◆ **The problem**
Rewrite the rows from the line with "of the pale" up to and including the line with "pixel 61 378", changing "ribbed dome" to "fluted dome" and leaving everything else as is.

═══ Supplied data ═══

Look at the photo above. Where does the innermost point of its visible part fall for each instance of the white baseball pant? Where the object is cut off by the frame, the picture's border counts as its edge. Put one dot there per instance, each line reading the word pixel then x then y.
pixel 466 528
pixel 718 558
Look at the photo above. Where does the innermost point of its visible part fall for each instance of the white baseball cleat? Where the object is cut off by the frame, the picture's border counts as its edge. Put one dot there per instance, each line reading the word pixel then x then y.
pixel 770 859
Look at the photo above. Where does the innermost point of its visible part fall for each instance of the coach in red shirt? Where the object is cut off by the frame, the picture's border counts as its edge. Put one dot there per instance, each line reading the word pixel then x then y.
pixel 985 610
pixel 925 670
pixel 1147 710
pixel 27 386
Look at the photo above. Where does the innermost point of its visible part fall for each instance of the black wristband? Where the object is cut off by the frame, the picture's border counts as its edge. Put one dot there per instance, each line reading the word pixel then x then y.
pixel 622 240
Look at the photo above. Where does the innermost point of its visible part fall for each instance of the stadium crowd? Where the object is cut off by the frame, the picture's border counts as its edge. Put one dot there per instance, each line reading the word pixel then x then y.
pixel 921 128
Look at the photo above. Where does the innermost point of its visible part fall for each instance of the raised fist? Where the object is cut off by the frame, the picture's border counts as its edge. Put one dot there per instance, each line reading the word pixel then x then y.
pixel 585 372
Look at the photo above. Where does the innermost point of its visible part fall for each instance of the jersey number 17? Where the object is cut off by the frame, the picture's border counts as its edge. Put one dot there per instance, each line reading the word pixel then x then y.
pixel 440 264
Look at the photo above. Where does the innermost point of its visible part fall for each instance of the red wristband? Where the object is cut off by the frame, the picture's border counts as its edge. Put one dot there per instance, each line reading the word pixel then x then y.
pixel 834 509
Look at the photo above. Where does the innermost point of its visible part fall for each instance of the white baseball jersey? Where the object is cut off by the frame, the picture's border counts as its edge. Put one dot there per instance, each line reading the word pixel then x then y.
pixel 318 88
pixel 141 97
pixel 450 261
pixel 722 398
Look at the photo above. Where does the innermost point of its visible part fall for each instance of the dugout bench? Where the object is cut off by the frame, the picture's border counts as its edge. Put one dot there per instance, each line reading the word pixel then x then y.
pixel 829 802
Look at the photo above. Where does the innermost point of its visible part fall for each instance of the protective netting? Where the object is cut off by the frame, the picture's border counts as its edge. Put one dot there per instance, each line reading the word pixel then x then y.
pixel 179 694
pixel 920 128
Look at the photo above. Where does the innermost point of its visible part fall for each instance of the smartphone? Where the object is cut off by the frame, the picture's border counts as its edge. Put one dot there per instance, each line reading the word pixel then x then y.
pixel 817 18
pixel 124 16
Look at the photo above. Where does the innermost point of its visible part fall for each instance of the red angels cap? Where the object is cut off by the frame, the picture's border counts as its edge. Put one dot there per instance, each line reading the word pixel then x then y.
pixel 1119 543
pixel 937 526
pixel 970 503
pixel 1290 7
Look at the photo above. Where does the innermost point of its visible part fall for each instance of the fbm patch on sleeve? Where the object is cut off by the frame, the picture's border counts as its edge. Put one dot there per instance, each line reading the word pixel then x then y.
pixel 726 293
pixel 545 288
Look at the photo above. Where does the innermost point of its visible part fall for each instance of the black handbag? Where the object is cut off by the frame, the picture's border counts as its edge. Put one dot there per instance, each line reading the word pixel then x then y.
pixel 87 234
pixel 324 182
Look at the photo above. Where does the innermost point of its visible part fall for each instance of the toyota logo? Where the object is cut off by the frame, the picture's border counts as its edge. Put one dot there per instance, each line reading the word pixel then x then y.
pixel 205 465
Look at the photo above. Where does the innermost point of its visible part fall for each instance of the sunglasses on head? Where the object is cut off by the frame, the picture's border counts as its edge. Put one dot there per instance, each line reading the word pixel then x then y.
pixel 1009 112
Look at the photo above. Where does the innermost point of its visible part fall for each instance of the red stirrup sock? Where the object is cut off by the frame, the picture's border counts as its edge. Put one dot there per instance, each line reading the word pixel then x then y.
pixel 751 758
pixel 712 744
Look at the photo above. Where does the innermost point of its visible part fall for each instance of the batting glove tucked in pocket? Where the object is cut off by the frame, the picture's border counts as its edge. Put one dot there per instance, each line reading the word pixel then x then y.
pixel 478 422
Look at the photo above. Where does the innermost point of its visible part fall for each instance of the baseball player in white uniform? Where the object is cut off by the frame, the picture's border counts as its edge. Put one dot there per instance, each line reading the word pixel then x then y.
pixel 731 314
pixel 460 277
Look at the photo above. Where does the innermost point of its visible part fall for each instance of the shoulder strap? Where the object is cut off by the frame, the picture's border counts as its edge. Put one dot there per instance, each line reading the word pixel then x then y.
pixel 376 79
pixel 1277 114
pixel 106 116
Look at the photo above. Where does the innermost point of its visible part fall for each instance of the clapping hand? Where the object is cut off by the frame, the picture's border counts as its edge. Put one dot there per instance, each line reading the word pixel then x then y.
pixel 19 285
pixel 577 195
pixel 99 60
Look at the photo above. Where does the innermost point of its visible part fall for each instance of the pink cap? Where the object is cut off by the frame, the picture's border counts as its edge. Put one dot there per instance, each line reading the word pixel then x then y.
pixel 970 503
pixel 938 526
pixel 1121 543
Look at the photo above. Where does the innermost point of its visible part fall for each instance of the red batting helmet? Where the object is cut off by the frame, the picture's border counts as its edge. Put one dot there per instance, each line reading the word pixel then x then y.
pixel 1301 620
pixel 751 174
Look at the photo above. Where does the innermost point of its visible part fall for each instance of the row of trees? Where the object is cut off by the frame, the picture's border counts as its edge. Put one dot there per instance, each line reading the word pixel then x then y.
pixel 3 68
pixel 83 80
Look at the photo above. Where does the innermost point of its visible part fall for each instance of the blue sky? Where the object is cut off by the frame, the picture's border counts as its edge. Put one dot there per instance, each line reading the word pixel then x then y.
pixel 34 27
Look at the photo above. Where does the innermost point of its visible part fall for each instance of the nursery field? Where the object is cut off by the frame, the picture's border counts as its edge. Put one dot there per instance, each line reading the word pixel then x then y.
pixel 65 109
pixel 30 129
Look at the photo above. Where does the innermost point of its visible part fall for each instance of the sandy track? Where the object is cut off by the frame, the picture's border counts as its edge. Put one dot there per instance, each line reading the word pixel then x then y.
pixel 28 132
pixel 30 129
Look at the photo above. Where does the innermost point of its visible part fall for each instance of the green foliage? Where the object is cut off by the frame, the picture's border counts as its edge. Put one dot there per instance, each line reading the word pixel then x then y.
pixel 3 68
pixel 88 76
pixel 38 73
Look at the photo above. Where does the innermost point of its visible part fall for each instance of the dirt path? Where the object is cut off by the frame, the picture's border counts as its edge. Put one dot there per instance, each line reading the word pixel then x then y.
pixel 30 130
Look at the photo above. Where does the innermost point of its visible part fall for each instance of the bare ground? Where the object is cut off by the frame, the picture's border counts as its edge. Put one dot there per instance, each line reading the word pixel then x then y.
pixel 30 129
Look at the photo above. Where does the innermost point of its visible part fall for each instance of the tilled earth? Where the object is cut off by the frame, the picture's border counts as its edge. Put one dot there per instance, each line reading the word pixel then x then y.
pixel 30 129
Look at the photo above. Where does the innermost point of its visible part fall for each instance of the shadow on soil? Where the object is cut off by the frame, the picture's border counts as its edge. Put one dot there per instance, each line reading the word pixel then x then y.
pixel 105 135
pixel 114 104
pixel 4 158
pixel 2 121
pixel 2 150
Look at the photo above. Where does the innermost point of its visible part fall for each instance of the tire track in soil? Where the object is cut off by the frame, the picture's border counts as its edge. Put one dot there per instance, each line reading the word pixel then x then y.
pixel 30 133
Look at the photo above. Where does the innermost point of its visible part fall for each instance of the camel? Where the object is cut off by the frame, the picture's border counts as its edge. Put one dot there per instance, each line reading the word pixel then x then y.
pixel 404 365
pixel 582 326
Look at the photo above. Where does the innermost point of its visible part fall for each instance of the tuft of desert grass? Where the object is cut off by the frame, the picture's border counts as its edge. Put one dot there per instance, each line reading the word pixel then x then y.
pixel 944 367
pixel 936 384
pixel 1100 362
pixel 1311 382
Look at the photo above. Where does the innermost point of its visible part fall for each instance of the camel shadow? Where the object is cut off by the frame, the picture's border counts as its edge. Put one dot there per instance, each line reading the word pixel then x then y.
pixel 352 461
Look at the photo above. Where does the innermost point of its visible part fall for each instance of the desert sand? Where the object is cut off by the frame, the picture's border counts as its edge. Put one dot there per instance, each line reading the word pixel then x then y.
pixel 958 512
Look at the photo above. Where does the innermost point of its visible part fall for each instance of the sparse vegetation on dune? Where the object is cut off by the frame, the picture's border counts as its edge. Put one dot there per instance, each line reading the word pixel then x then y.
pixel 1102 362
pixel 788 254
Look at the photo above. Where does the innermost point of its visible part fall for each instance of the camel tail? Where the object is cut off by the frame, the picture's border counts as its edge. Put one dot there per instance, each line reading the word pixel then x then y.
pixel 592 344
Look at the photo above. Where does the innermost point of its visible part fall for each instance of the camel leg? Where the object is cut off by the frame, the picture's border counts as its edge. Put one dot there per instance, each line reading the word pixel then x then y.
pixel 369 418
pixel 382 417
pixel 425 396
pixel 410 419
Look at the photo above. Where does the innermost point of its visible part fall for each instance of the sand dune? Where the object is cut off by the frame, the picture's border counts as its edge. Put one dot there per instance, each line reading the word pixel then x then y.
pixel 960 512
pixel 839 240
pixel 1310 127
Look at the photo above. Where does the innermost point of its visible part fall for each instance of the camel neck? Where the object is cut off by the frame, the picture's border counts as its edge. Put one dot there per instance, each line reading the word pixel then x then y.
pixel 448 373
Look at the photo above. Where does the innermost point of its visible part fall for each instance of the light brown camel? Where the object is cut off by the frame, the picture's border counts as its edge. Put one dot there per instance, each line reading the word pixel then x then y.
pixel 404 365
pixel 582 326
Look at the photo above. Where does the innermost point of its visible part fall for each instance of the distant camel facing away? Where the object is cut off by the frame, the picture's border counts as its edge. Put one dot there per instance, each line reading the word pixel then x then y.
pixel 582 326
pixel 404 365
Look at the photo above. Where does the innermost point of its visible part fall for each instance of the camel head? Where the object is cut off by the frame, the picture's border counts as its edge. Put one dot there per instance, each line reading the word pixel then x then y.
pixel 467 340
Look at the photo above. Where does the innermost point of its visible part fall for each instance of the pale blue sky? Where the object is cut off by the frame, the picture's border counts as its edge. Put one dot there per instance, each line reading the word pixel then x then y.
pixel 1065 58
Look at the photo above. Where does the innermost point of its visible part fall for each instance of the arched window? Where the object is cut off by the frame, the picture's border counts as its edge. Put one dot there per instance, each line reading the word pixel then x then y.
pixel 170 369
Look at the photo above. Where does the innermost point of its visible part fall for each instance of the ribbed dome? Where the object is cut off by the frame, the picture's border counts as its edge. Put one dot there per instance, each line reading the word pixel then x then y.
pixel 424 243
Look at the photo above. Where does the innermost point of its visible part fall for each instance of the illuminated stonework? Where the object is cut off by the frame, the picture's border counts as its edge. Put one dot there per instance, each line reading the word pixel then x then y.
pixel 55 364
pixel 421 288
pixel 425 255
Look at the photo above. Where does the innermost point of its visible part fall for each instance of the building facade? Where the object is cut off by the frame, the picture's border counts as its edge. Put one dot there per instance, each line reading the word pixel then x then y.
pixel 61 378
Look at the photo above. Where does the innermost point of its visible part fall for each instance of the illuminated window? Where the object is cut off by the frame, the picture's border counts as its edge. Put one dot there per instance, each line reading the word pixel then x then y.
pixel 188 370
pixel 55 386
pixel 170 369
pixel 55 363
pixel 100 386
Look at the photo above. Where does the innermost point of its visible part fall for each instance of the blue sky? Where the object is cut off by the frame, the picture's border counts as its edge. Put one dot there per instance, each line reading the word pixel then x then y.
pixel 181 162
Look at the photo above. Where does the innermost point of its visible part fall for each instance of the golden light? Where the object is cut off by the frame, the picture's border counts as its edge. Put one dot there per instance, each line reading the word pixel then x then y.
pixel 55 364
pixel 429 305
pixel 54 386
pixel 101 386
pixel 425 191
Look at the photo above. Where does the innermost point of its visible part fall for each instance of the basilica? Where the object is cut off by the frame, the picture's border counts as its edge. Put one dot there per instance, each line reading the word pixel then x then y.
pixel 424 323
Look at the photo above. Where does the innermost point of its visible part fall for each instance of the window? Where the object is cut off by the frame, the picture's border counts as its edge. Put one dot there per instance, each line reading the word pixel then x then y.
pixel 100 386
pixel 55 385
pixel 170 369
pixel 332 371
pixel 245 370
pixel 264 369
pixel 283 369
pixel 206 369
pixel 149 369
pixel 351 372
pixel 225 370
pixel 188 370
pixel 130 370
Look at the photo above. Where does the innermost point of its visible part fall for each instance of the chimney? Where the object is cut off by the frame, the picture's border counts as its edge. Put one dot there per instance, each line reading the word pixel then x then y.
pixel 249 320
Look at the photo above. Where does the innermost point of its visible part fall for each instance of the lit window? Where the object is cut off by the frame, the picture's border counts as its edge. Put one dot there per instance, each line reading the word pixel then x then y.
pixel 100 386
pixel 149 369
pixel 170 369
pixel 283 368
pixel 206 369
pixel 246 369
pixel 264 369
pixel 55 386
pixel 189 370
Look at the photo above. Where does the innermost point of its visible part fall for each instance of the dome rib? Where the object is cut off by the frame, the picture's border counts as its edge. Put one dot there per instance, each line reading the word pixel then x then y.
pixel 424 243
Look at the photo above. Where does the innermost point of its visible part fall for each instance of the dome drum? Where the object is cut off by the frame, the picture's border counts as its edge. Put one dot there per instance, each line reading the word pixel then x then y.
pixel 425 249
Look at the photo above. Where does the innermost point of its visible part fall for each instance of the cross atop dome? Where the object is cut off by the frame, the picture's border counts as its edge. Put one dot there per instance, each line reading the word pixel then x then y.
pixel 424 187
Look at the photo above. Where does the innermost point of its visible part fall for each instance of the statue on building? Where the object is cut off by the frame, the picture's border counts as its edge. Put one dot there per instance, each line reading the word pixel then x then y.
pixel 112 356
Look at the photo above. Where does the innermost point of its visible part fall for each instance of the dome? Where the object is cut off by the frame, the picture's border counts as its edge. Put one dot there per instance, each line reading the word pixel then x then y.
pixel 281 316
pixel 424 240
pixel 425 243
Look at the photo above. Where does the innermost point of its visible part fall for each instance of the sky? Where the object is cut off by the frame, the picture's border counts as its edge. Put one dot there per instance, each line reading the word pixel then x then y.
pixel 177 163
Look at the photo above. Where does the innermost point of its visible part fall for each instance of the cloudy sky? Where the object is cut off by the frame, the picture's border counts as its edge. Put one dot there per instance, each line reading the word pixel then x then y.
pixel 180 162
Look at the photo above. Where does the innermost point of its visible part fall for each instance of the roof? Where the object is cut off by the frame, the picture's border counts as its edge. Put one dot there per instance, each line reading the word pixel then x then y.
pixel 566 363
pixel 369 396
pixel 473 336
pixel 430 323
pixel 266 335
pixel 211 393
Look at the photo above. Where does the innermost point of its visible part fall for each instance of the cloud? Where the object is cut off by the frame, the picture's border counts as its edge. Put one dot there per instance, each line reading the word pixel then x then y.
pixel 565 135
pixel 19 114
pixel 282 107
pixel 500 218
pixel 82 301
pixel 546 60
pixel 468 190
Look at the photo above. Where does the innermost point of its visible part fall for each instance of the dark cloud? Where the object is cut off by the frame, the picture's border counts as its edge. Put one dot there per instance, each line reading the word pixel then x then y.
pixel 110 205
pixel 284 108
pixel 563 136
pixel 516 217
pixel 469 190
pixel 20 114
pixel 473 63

═══

◆ **Written response**
Look at the photo above. Where does the innermost point of its visible part fall for each instance of the pale blue sky? Where the object is cut off by the frame, the picture's border counts as its edge. Put one dot there per instance, each line reading the word pixel then x then y.
pixel 1065 58
Look at the photo above. Where does the innermost point of its visible part fall for each instance of the arched window? Where the object is cut off by the frame, the picture's border counts as its edge. Put one dot there per instance, each line reading the word pixel then x then y.
pixel 170 369
Look at the photo above. Where does the innermost point of its visible part fall for each instance of the fluted dome? Where the object is cut off by the frame, the picture's border counts as its edge. Put one dot there per instance, each line reading the word pixel then x then y.
pixel 424 243
Look at the photo above. Where does the innermost point of its visible part fall for each instance of the illuminated stonework? Where the object is cut off by the frame, the picture's border counts as its edge. Put one dot there per instance, each line reading the word pixel then x then y.
pixel 55 364
pixel 421 288
pixel 425 255
Look at the photo above. Where does the innermost point of its visible part fall for each instance of the building facade? Where the object is cut off by the frame, the picture's border counts as its edge. Put one dot there per instance, each line reading the word pixel then x then y.
pixel 61 378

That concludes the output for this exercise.